**PROBLEM TO SOLVE**: Exact copies of all entries are expected.

**DATA LISTING**:
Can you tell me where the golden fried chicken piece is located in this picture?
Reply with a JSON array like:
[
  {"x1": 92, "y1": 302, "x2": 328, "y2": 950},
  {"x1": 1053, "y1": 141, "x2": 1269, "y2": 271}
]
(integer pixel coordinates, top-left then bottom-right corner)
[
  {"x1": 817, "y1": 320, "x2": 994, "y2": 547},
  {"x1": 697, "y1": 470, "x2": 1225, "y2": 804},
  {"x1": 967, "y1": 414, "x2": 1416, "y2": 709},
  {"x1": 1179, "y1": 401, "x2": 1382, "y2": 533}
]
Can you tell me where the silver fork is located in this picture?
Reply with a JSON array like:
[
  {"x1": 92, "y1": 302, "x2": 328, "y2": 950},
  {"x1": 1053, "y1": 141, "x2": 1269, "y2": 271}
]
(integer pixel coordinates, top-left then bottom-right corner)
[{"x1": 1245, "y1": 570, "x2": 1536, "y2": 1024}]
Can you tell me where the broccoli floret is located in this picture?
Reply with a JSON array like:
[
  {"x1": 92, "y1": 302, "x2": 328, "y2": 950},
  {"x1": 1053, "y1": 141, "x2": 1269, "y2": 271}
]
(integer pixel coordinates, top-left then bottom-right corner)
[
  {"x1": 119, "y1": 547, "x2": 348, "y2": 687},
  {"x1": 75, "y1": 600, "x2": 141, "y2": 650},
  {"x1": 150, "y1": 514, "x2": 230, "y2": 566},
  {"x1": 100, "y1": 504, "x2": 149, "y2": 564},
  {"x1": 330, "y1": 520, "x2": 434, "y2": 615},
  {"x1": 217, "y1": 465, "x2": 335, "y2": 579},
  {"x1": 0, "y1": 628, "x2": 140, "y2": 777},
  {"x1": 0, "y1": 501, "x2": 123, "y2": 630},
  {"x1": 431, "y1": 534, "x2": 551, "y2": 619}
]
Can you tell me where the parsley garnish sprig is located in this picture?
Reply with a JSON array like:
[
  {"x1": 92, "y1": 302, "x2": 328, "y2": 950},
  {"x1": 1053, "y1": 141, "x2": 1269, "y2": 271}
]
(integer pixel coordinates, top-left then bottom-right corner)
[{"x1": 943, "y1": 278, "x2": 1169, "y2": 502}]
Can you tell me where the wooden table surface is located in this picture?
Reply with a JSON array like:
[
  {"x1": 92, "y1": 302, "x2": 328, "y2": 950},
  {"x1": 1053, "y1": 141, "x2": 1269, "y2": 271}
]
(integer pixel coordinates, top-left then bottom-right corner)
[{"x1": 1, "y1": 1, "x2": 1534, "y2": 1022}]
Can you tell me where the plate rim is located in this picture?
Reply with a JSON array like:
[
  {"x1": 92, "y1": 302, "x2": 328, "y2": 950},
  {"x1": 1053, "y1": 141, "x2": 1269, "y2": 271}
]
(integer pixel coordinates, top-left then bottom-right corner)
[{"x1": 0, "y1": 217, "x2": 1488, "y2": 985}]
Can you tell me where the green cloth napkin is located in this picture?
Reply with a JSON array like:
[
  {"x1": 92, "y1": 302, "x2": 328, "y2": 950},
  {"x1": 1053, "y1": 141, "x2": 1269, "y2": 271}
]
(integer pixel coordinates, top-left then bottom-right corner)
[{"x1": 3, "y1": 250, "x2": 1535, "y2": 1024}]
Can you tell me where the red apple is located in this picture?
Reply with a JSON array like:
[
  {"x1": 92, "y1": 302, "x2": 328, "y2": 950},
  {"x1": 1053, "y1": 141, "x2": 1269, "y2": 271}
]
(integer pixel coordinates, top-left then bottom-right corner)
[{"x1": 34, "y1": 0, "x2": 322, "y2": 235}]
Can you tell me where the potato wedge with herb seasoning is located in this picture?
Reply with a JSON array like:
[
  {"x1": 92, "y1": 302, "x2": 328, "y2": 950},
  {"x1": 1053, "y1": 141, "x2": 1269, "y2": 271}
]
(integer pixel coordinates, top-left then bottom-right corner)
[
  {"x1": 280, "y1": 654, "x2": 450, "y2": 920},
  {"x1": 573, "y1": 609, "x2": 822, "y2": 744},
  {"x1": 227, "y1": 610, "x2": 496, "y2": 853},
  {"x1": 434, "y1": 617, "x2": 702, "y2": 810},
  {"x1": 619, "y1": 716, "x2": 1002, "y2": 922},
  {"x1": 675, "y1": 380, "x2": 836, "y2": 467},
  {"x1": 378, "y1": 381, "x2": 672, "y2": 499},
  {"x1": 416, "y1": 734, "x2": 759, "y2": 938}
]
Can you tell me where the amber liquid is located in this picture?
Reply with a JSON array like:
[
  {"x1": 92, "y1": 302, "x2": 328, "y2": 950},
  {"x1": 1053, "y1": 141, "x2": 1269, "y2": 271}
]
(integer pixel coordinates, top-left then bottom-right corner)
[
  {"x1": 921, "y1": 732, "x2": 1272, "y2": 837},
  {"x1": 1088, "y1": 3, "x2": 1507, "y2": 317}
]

**RESULT OF THIS TASK**:
Can you tell me where the golden fried chicken piece is located in this picture?
Reply with a JSON array like:
[
  {"x1": 92, "y1": 302, "x2": 328, "y2": 950},
  {"x1": 1053, "y1": 141, "x2": 1269, "y2": 271}
]
(integer pixel coordinates, top-left then bottom-right corner)
[
  {"x1": 817, "y1": 320, "x2": 994, "y2": 547},
  {"x1": 697, "y1": 470, "x2": 1225, "y2": 804},
  {"x1": 967, "y1": 414, "x2": 1416, "y2": 709},
  {"x1": 1179, "y1": 401, "x2": 1382, "y2": 533}
]
Can you tell me where the silver fork is located in this picture?
Reply with a JSON array like:
[
  {"x1": 92, "y1": 302, "x2": 328, "y2": 950},
  {"x1": 1053, "y1": 141, "x2": 1269, "y2": 271}
]
(integer pixel coordinates, top-left then bottom-right corner)
[{"x1": 1245, "y1": 570, "x2": 1536, "y2": 1024}]
Can you tell me where the broccoli floret is located in this picture?
Reply with a JSON array like:
[
  {"x1": 92, "y1": 302, "x2": 328, "y2": 950},
  {"x1": 1053, "y1": 141, "x2": 1269, "y2": 271}
]
(integer pixel coordinates, top-left then bottom-right corner)
[
  {"x1": 119, "y1": 547, "x2": 348, "y2": 687},
  {"x1": 75, "y1": 600, "x2": 141, "y2": 650},
  {"x1": 150, "y1": 514, "x2": 230, "y2": 566},
  {"x1": 100, "y1": 504, "x2": 149, "y2": 564},
  {"x1": 330, "y1": 520, "x2": 434, "y2": 615},
  {"x1": 217, "y1": 465, "x2": 335, "y2": 579},
  {"x1": 0, "y1": 628, "x2": 140, "y2": 777},
  {"x1": 0, "y1": 501, "x2": 123, "y2": 630},
  {"x1": 431, "y1": 534, "x2": 551, "y2": 619}
]
Can you tell me where the parsley garnish sprig is located in this picture?
Reply with a JSON array like:
[
  {"x1": 92, "y1": 302, "x2": 328, "y2": 950},
  {"x1": 1053, "y1": 141, "x2": 1269, "y2": 271}
]
(integer pixel coordinates, top-left then bottom-right corner)
[{"x1": 943, "y1": 278, "x2": 1169, "y2": 502}]
Can you tell me where the wooden table surface is located in this picture?
Reply with a JSON array like:
[
  {"x1": 92, "y1": 302, "x2": 328, "y2": 950},
  {"x1": 1053, "y1": 141, "x2": 1269, "y2": 271}
]
(integer pixel coordinates, top-left then bottom-right corner)
[{"x1": 1, "y1": 1, "x2": 1534, "y2": 1022}]
Can you tell me where the plate rim is located in this picture?
Reply with a JSON array like:
[
  {"x1": 92, "y1": 302, "x2": 328, "y2": 950},
  {"x1": 1053, "y1": 141, "x2": 1269, "y2": 271}
]
(integer pixel coordinates, top-left then bottom-right corner)
[{"x1": 0, "y1": 217, "x2": 1488, "y2": 985}]
Can you tell me where the green cloth napkin is located in this picture?
Reply with a JSON array like:
[
  {"x1": 92, "y1": 302, "x2": 328, "y2": 950},
  {"x1": 1053, "y1": 141, "x2": 1269, "y2": 271}
]
(integer pixel coordinates, top-left then bottom-right corner)
[{"x1": 3, "y1": 250, "x2": 1535, "y2": 1024}]
Can you tell me where the red apple is located in this picture?
Reply with a JSON array like:
[
  {"x1": 92, "y1": 302, "x2": 328, "y2": 950},
  {"x1": 1053, "y1": 141, "x2": 1269, "y2": 271}
]
(integer pixel coordinates, top-left then bottom-right corner)
[{"x1": 34, "y1": 0, "x2": 322, "y2": 235}]
Can you tell me where the potato wedge with herb seasoning is located in this picture?
Reply with a JSON array like:
[
  {"x1": 92, "y1": 302, "x2": 328, "y2": 950},
  {"x1": 1053, "y1": 141, "x2": 1269, "y2": 271}
]
(integer pixel coordinates, top-left then bottom-right corner)
[
  {"x1": 280, "y1": 654, "x2": 450, "y2": 920},
  {"x1": 573, "y1": 609, "x2": 822, "y2": 744},
  {"x1": 227, "y1": 610, "x2": 496, "y2": 853},
  {"x1": 434, "y1": 617, "x2": 702, "y2": 810},
  {"x1": 619, "y1": 716, "x2": 1002, "y2": 922},
  {"x1": 675, "y1": 380, "x2": 836, "y2": 467},
  {"x1": 378, "y1": 381, "x2": 672, "y2": 499},
  {"x1": 416, "y1": 734, "x2": 759, "y2": 938}
]
Can you tell me where the amber liquid is located in this picture?
Reply with a JSON array like:
[
  {"x1": 92, "y1": 302, "x2": 328, "y2": 950},
  {"x1": 1053, "y1": 141, "x2": 1269, "y2": 271}
]
(integer pixel coordinates, top-left then bottom-right corner)
[
  {"x1": 921, "y1": 732, "x2": 1272, "y2": 837},
  {"x1": 1088, "y1": 3, "x2": 1507, "y2": 317}
]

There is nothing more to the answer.